- Entries from a point annotation set -
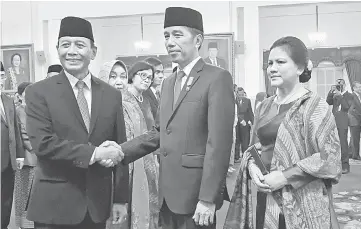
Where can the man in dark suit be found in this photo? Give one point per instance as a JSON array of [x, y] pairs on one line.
[[69, 116], [153, 94], [341, 99], [195, 129], [244, 124], [213, 58], [12, 151], [354, 115]]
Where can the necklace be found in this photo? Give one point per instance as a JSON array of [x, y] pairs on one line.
[[285, 100], [139, 98]]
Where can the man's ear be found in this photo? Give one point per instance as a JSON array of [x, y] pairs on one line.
[[94, 52]]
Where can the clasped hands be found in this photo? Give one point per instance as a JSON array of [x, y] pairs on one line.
[[108, 154], [273, 181], [204, 214]]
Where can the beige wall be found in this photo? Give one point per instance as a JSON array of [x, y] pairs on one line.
[[116, 33]]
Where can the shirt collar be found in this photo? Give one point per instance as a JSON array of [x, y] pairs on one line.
[[187, 69], [73, 80], [153, 90]]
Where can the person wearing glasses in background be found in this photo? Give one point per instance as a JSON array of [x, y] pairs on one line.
[[341, 100], [144, 171], [153, 93]]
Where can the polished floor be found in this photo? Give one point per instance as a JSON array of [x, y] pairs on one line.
[[348, 182]]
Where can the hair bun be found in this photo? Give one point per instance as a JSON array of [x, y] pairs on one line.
[[305, 76]]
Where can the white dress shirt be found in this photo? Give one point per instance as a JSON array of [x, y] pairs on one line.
[[2, 105], [187, 70], [88, 96], [87, 90]]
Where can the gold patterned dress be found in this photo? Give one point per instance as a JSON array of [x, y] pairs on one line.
[[301, 140]]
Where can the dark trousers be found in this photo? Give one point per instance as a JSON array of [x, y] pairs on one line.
[[355, 137], [242, 139], [7, 191], [87, 223], [261, 212], [170, 220], [342, 133]]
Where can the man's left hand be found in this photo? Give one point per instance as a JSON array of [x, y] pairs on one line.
[[19, 163], [276, 180], [120, 213], [204, 214]]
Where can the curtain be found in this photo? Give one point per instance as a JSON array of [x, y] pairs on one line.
[[353, 68]]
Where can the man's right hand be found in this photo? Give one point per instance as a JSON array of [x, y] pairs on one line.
[[258, 178], [108, 155]]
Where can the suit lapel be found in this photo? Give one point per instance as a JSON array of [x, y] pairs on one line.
[[97, 92], [191, 80], [357, 102], [152, 96], [67, 94], [8, 110]]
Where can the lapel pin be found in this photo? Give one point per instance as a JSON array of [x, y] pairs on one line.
[[189, 83]]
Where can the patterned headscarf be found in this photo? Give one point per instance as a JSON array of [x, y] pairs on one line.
[[106, 68]]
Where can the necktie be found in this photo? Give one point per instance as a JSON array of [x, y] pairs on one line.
[[178, 85], [158, 95], [83, 104], [3, 113]]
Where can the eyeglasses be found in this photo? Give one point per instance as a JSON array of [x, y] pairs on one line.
[[122, 76], [145, 76]]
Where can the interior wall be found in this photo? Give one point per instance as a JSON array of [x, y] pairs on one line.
[[338, 20]]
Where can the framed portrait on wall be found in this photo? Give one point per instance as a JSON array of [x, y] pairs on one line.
[[218, 49], [18, 61], [166, 61]]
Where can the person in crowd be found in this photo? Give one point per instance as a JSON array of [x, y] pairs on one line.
[[341, 99], [296, 136], [153, 93], [69, 117], [213, 58], [16, 73], [138, 118], [354, 114], [259, 98], [231, 169], [53, 70], [12, 151], [25, 173], [244, 124], [194, 131]]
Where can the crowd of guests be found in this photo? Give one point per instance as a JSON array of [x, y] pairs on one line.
[[128, 148]]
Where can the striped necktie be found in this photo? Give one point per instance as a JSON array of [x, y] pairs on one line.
[[83, 104], [178, 86]]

- AIM -
Copy out the listing above word for word, from the line that contains "Where can the person wearing" through the line that contains "220], [342, 133]]", with both of those lines included.

- OUTPUT FOR THIS EXERCISE -
Where can the person wearing glasses in background be found in this photo? Give one point per instance as a JSON array of [x, y] pairs on one line.
[[341, 100], [144, 171], [153, 93]]
Where can the polished floor be found in this photo? Give one point per instance as a JSON array of [x, y] pairs on one line.
[[348, 182]]
Where can the hair bun be found in this photo? Give one point per instance as a JSON array of [x, y] pairs on one line.
[[305, 76]]
Where can the white dress shirt be found in this photo? Give one point per instance as a JSON array of [x, y] pairs on one line.
[[2, 105], [187, 70], [88, 96], [87, 90]]
Where can the gold patterned dress be found in this photo? Give one point per instance as a JSON array of [x, y] pairs on one line.
[[301, 140]]
Where can the dark trousers be found in this photo? Give one point per instance as a JSON array of [x, y] pairs on one line.
[[355, 137], [242, 139], [7, 191], [87, 223], [261, 212], [170, 220], [342, 133]]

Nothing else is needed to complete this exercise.